### REQUIRED WORK
Each entry has to be reproduced in full, exactly as given.

________________

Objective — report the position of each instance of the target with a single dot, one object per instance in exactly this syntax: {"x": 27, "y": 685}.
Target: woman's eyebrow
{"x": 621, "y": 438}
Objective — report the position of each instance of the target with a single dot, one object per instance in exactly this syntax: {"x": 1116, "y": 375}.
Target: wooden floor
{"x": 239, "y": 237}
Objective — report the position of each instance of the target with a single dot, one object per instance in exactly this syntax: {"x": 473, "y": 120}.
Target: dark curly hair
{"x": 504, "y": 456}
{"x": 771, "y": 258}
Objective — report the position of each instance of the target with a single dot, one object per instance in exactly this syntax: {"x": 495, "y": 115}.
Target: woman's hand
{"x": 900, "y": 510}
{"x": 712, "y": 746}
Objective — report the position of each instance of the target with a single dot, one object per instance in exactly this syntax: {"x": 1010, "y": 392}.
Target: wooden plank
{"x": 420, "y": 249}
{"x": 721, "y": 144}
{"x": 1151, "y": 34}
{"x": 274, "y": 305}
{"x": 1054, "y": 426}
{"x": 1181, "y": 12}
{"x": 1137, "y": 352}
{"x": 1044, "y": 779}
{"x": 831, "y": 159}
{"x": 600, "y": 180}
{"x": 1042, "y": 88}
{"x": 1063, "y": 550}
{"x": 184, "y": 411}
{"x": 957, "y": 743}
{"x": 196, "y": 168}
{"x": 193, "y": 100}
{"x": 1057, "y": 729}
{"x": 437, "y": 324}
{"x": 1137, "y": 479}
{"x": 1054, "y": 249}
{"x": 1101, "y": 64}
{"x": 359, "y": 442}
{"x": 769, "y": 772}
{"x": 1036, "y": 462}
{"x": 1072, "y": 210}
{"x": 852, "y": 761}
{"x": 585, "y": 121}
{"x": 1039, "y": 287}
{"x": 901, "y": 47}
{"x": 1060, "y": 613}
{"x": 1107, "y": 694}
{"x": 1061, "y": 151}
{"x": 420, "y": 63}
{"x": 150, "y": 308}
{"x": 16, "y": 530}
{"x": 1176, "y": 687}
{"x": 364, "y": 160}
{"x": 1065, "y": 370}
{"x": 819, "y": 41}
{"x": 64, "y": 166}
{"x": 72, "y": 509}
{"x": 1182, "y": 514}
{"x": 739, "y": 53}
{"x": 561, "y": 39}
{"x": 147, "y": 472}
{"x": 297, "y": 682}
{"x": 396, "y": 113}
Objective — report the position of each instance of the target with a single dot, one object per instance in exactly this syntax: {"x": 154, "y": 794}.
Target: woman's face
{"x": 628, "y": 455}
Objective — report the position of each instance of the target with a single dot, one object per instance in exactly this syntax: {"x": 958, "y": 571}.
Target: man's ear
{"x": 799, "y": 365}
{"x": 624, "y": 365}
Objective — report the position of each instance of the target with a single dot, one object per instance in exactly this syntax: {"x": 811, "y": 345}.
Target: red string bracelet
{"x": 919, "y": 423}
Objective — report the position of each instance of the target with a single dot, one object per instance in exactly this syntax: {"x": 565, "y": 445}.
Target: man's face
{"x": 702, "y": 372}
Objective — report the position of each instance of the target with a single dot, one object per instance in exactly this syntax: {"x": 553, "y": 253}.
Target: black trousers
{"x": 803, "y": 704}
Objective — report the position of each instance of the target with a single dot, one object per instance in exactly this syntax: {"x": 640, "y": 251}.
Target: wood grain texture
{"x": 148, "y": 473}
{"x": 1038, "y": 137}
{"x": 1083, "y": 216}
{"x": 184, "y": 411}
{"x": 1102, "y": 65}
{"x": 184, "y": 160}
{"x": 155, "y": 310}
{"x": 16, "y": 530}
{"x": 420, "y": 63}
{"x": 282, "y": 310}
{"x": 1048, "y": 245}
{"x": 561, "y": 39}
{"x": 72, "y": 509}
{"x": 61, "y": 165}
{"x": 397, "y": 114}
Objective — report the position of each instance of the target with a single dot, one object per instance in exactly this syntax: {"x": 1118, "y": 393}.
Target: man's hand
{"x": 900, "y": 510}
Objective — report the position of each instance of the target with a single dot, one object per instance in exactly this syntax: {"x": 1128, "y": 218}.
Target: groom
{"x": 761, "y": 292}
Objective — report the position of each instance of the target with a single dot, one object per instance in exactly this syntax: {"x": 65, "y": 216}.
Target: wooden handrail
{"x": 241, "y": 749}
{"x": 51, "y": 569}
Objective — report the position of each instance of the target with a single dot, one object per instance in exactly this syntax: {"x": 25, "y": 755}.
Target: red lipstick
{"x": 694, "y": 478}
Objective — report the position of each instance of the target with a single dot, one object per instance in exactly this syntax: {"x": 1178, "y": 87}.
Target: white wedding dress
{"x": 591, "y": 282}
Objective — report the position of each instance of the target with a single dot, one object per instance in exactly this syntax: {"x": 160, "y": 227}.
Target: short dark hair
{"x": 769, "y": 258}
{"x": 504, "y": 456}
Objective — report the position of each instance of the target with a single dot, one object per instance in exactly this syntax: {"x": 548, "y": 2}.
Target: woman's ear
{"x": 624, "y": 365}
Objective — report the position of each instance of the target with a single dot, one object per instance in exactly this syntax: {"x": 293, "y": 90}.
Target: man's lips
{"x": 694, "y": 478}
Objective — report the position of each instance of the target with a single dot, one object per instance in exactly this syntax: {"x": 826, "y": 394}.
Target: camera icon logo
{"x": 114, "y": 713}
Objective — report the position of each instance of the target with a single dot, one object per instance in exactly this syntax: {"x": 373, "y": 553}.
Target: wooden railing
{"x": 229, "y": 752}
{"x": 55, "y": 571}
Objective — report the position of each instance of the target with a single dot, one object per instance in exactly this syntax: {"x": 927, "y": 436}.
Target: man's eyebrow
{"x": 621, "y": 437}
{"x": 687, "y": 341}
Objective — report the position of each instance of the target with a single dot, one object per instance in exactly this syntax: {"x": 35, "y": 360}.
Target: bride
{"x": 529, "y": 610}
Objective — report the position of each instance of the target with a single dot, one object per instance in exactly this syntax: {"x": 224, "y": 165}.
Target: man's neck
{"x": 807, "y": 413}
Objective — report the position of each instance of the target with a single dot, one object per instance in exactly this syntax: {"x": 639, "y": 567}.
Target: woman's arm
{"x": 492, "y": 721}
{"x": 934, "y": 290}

________________

### SOLUTION TO THIS EXERCISE
Objective — report the position of each instance of the target with a single dot, one object per instance in exactly this syntax: {"x": 27, "y": 685}.
Target: woman's eyebrow
{"x": 621, "y": 438}
Objective — report the position of each instance of the target with a single dot, one object per instance in exactly this syntax: {"x": 1116, "y": 375}.
Target: wooden floor
{"x": 239, "y": 237}
Objective — report the position of each instance of the target with a single dot, one object per instance in exactly this syntax: {"x": 473, "y": 120}.
Target: dark curly hair
{"x": 504, "y": 456}
{"x": 771, "y": 258}
Objective — report the position of each instance of the target with a single dot, one object per instance in exactly this syntax: {"x": 495, "y": 115}.
Target: woman's hand
{"x": 900, "y": 510}
{"x": 712, "y": 746}
Objective — report the position of each instance of the target with a single dot, one object per instance in exactly this syntax: {"x": 1010, "y": 392}.
Target: wooden plank
{"x": 420, "y": 249}
{"x": 721, "y": 144}
{"x": 1151, "y": 34}
{"x": 274, "y": 305}
{"x": 1054, "y": 426}
{"x": 1181, "y": 12}
{"x": 1137, "y": 352}
{"x": 1044, "y": 779}
{"x": 831, "y": 159}
{"x": 600, "y": 180}
{"x": 1042, "y": 88}
{"x": 1063, "y": 550}
{"x": 184, "y": 411}
{"x": 957, "y": 743}
{"x": 196, "y": 168}
{"x": 193, "y": 100}
{"x": 1057, "y": 729}
{"x": 437, "y": 324}
{"x": 1137, "y": 479}
{"x": 1054, "y": 249}
{"x": 1101, "y": 64}
{"x": 359, "y": 442}
{"x": 769, "y": 772}
{"x": 1036, "y": 462}
{"x": 1072, "y": 210}
{"x": 852, "y": 761}
{"x": 585, "y": 121}
{"x": 1039, "y": 287}
{"x": 901, "y": 47}
{"x": 1060, "y": 613}
{"x": 1107, "y": 694}
{"x": 1061, "y": 151}
{"x": 420, "y": 63}
{"x": 150, "y": 308}
{"x": 16, "y": 530}
{"x": 1176, "y": 687}
{"x": 364, "y": 160}
{"x": 1065, "y": 370}
{"x": 819, "y": 41}
{"x": 64, "y": 166}
{"x": 72, "y": 509}
{"x": 1182, "y": 514}
{"x": 739, "y": 53}
{"x": 561, "y": 39}
{"x": 147, "y": 472}
{"x": 297, "y": 682}
{"x": 396, "y": 113}
Objective — report the position of each instance of the target with a single dot, one object per instance in exactly this syntax: {"x": 154, "y": 794}.
Target: woman's face
{"x": 628, "y": 455}
Objective — report the position of each instance of the target with a single dot, one object per instance in exactly this syntax: {"x": 958, "y": 571}.
Target: man's ear
{"x": 799, "y": 365}
{"x": 624, "y": 365}
Objective — report the position of each instance of the target with a single dot, one object per instance in exactly this syntax: {"x": 811, "y": 345}.
Target: red string bracelet
{"x": 919, "y": 423}
Objective — report the position of each instance of the target with a single dot, one object per instance in exactly this syntax: {"x": 565, "y": 445}.
Target: man's face
{"x": 702, "y": 372}
Objective — report the position of each instance of the target with a single dot, one object per instance in exactly this syntax: {"x": 553, "y": 253}.
Target: black trousers
{"x": 803, "y": 704}
Objective — report the position of each instance of the target with a single dot, one object per instance in exactly this syntax: {"x": 640, "y": 251}.
Target: wood grain texture
{"x": 148, "y": 473}
{"x": 1038, "y": 137}
{"x": 1083, "y": 216}
{"x": 184, "y": 411}
{"x": 1102, "y": 65}
{"x": 184, "y": 160}
{"x": 155, "y": 310}
{"x": 16, "y": 530}
{"x": 420, "y": 63}
{"x": 282, "y": 310}
{"x": 1048, "y": 245}
{"x": 561, "y": 39}
{"x": 72, "y": 509}
{"x": 61, "y": 165}
{"x": 397, "y": 114}
Objective — report the position of each instance of the target with a single dot, one object per instance in exactly this syntax: {"x": 1118, "y": 393}.
Target: man's hand
{"x": 900, "y": 510}
Objective — report the position of each instance of the target with a single dot, one object per instance in exactly this syntax: {"x": 1128, "y": 218}.
Target: groom
{"x": 761, "y": 292}
Objective — report the position of each instance of the target with a single dot, one object per instance in exactly this syntax: {"x": 65, "y": 216}.
Target: wooden handrail
{"x": 241, "y": 749}
{"x": 51, "y": 569}
Objective — report the position of each instance of the target with a single dot, one object per instance in exactly this syntax: {"x": 25, "y": 755}.
Target: red lipstick
{"x": 694, "y": 478}
Objective — report the position of each instance of the target with a single dot, one object per instance in exactly this syntax: {"x": 1178, "y": 87}.
Target: white wedding dress
{"x": 591, "y": 282}
Objective — report the position of each instance of the target with a single dot, one object per instance in exactly this syntax: {"x": 160, "y": 227}.
Target: short dark hair
{"x": 769, "y": 258}
{"x": 504, "y": 456}
Objective — report the position of each instance of the target with a single dot, one object per instance in exactly this syntax: {"x": 548, "y": 2}.
Target: woman's ear
{"x": 624, "y": 365}
Objective — report the position of each instance of the target with a single dot, one object per instance in exactly this syntax: {"x": 293, "y": 90}.
Target: man's lips
{"x": 694, "y": 478}
Objective — report the position of each instance of the target with a single dot, one object per instance in exactly this syntax: {"x": 826, "y": 394}.
Target: camera icon logo
{"x": 114, "y": 713}
Objective — report the position of each instance of the target with a single dot, one object per instance in exactly this syntax: {"x": 373, "y": 553}.
Target: wooden railing
{"x": 229, "y": 752}
{"x": 55, "y": 571}
Objective — report the position of each instance of the target with a single dot, one object per instance in exactly this syntax: {"x": 927, "y": 436}.
Target: man's eyebrow
{"x": 621, "y": 437}
{"x": 687, "y": 341}
Objective — report the position of each instance of the target with a single dot, one object per instance in exactly this syntax: {"x": 35, "y": 360}.
Target: bride
{"x": 529, "y": 610}
Objective — report the position of each instance of the target with a single dot, one object per instance in exactly this syntax: {"x": 224, "y": 165}.
Target: man's neck
{"x": 807, "y": 413}
Objective — report the position of each instance of the target with a single dot, one object per instance in exactly this syntax: {"x": 639, "y": 567}.
Target: woman's arm
{"x": 492, "y": 721}
{"x": 934, "y": 290}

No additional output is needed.